• Stored records:
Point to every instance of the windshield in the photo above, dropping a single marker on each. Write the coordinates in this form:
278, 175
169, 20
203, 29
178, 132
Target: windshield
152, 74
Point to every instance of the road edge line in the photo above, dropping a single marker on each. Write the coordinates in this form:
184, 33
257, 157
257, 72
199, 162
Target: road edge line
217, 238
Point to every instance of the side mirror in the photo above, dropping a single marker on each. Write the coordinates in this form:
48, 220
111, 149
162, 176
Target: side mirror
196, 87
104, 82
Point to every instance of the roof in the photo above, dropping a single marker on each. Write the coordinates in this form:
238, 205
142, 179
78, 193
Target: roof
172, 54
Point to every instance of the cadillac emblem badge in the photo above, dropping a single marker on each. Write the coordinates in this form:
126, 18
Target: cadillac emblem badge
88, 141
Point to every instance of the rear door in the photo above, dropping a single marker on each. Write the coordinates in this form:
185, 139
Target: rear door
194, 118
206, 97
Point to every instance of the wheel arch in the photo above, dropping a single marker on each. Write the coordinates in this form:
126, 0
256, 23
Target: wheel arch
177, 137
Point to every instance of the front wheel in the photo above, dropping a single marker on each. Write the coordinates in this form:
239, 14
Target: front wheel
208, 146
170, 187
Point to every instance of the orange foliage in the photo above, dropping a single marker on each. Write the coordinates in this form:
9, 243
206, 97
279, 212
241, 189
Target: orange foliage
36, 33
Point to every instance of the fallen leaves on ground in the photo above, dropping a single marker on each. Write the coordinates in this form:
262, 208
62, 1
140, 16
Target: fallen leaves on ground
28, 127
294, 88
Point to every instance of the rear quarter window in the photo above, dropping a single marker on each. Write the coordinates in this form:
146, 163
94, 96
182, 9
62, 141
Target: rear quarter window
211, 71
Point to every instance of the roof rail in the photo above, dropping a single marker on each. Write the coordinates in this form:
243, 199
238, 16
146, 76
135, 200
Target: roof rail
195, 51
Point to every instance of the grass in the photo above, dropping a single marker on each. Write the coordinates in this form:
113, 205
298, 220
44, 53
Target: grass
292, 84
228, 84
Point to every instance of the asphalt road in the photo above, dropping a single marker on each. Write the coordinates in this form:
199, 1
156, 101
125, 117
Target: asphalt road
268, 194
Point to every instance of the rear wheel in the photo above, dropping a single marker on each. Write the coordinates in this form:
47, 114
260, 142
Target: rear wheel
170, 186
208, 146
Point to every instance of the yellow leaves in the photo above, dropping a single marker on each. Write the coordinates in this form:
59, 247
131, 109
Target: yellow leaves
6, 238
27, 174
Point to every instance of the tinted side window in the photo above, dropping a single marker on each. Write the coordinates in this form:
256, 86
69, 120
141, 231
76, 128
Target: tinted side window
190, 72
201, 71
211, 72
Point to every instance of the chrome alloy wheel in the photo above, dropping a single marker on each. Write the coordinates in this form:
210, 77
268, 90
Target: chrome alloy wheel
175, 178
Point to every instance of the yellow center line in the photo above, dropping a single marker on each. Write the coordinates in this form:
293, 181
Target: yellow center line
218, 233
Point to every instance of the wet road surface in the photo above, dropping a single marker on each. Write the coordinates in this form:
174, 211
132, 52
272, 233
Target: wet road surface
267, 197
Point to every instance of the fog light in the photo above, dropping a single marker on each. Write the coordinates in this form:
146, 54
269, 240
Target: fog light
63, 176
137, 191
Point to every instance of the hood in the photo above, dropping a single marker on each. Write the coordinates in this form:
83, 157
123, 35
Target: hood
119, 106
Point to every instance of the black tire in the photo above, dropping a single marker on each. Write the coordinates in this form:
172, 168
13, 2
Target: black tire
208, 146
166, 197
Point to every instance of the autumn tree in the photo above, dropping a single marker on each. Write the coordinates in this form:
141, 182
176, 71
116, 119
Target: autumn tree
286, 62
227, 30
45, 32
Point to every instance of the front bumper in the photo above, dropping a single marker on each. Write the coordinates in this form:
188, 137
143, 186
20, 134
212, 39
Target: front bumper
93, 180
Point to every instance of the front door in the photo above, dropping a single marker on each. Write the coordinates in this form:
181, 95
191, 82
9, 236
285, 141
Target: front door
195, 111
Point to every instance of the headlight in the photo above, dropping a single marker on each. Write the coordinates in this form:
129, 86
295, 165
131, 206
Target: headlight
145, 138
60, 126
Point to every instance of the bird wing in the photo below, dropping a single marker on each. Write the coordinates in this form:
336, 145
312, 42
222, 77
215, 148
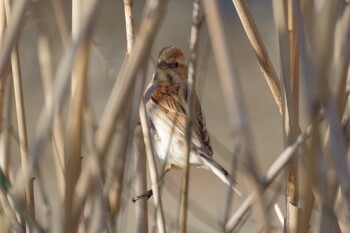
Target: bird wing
172, 108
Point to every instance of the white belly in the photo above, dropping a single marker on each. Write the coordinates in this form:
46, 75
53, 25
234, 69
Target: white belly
169, 143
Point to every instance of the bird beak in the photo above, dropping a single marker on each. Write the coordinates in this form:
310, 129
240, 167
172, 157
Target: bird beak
162, 65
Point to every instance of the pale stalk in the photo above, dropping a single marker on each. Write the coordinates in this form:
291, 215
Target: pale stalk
191, 80
260, 51
235, 106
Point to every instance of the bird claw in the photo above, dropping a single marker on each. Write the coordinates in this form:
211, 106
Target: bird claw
147, 195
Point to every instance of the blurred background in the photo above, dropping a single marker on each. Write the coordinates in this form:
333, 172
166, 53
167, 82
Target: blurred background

• Exercise directions:
Exactly repeat the lines from the line that contains "Point to every instance of the white" to the end of the entries, both included, and leave out all other lines.

• Solution:
Point to every instance of the white belly in the photo above, dropping a single marker on each. Write the coordinates in this form:
46, 75
53, 25
234, 69
Target: white belly
169, 143
Point to every instance of the bird beak in the photo above, dropping a single marker on each. Write the coordinates in this form:
310, 129
240, 167
172, 157
Target: bird beak
162, 65
Point to every instance of the pale stalk in the photo above, dropping a single marker on each. Write the coordinates in this form:
291, 215
Target: pale stalk
191, 80
260, 51
235, 106
Point to every instance of the bird claw in the photo above, dropping a single marker on each. Write the coordinates in this form:
211, 106
Target: bird claw
147, 195
Point to every instance of the blurred background in the photo above, dropping a single marker on each. Write the coordinates in this form:
333, 172
166, 53
167, 82
Target: blurred background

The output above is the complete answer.